The fun-tastic Summary of Our Friendship collage
I made for Lauren's birthday this year.

Lauren is a 4-foot-something firecracker. I couldn’t imagine my high school life without her friendship. I couldn’t imagine my current life without her friendship. Her friendship has been a gem in my life.  I spoke very briefly earlier this year about my struggle with illness; this took a huge toll on friendships. (It still continues to.) I spent months out of high school. When I was in school, I rarely had time to hang out with friends. It can be hard to make connections with people that way. And, understandably, it is hard for people who have never been ill or haven’t had a close family member ill, to truly understand what that is like and know how to deal with it, for them to know I wasn’t just blowing them off, not caring, or ignoring anyone. Lauren never had that problem. Somehow she always knew and understood. It is the old soul in her, I guess. She always loved me regardless. Even now, the older we get, any-and-all of my quirks, she has embraced with open arms.

She truly tries to love everyone for who they are. I admire that about her, because I try the same, but I know I fail at it – a lot. (Oh, heck, who am I kidding? I admire a lot about her. That girl is FAB.)

Whenever I am apologizing for something…For having to miss a get-together, for not responding to a text, for being a giant squid of anger when I am normally as gentle as a bunny, she is the first one to hold up the imaginary Neon Flashing Sign: “WHOA GIRL.” She is my gentle Gibbs Slap. (Keeping with the media references, a NCIS reference for you!)

“Katie, girl,” She will tell me, speaking in a Russian accent that’s slipping into in German; after all, she is an actor at heart. Her hand goes on my shoulder, as friends do. “Girl, you have got to do you.”

You gotta do you.


Those are some of the wisest words I could ever hear. And some of the most needed ones.

If ever there were a year in which I needed Glorious’ wise words, it has been this one. 

Some beautiful, flowering trees a took pictures of
at my former college.


I have always struggled with ‘doing me’. I am a perfectionist, which means I obsess and worry and have anxiety attacks trying to make everything perfect – and be perfect. By definition, I am a people-pleaser. Giving everything to other people, that is my style. Whatever they want, I go with. Whatever is demanded of me, I rise to the occasion. Better yet, whatever I perceive that needs to be done or that is expected and required of me, I plow on to get it done. Man, do you know how exhaustive that is? How about a “hell yeah!” for stressful?

- _Material_:
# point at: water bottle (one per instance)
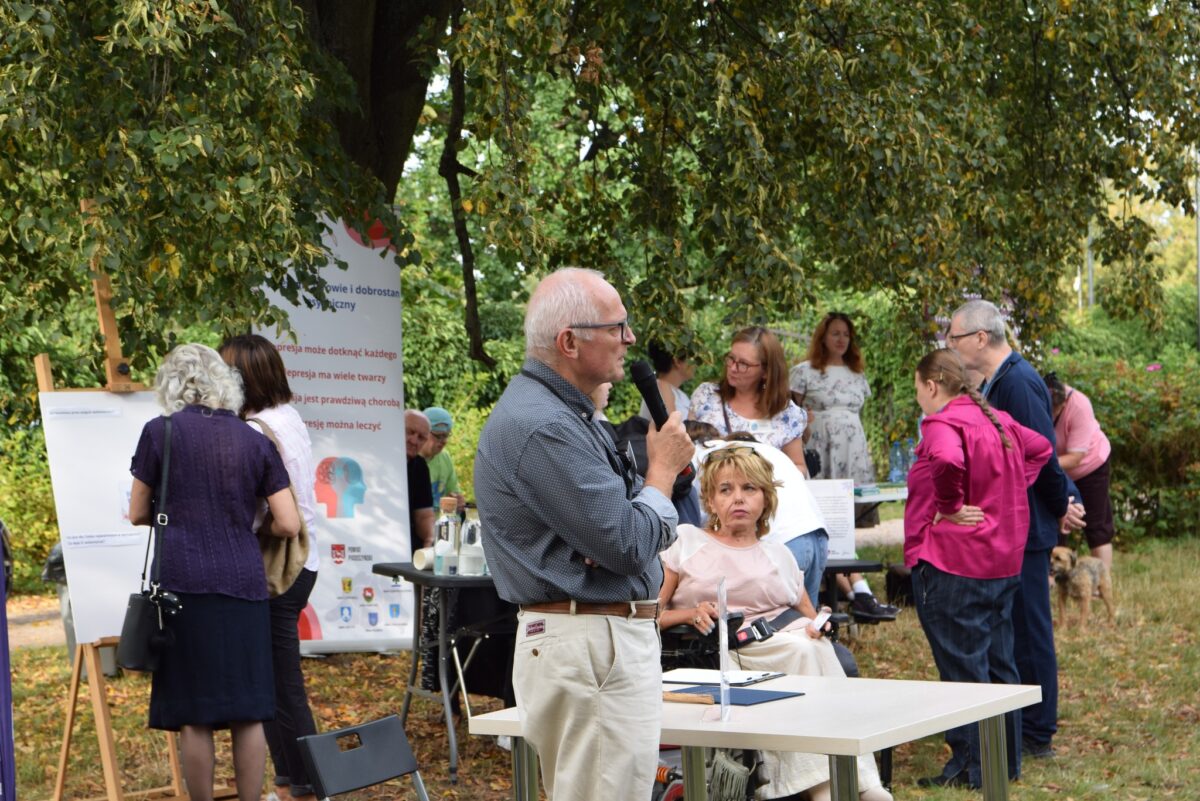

- _Tasks to carry out_:
[1] Answer these from the post about Lauren, one line each:
(a) What did the writer make for Lauren's birthday this year?
(b) Which show is the "gentle Gibbs Slap" a reference to?
(c) What accent does Lauren use when she says "Katie, girl"?
[2] List every thing the post about Lauren names that the writer apologizes for.
[3] Extend the post about Lauren, picking up after its last sentence.

- _Answers to the tasks_:
[1]
(a) A Summary of Our Friendship collage
(b) NCIS
(c) A Russian accent slipping into German

[2]
Having to miss a get-together
Not responding to a text
Being a giant squid of anger when normally as gentle as a bunny

[3]
It is walking around with an obligation to hold the world up with only your two shoulders, an obligation you put on yourself. ‘Forget about the other several billion people on the planet,’ says your brain, ‘it is all on YOU. Better yet, that other several billion? Yeah, that’s why you have got to shake ass. I mean, you need to stand out, right?’

As if I have to, in the words of
BrenĂ© Brown, hustle for my worth - to prove something.

(An aside: I like being liked, but more importantly I like seeing other people happy. I genuinely don’t like hurting people. I love helping them. Seeing joy alight in a person’s eyes makes my heart soar.  It isn’t like I do everything with this hustling-for-my-worth mentality in the forefront of my mind, but, listen, I’ve gotten to the point where I am trying not to BS with myself anymore. Humans do act and interact based upon a reward system. Dopamine release in the brain tells us when something feels good and is safe; if it feels good, we want to do it more. Hence addictions develop. Doing our best and getting praised, doing our best and feeling accomplished, and helping others all make us feel good.  Once we get a taste we want to keep doing it, to feel that again. It doesn’t mean the action of helping someone doesn’t come in sincerity from the deepest part of your heart. It does. There is just something egging it on. That feel-good feeling becomes an addiction; feeling anything else is terrifying.  Sometimes it is helpful, sometimes that addiction becomes detrimental to yourself.  We’re talking about the latter here.)

"I'm a Hobbit!"
Library study session adventures at my last college.


When you aim to Do It All and Be It All, eventually the world is going to flush down the drain. It is impossible.  Either everything is going to crumble, you’ll lose your mind, or both. We are just not made to try to be Wonder Women and Supermen!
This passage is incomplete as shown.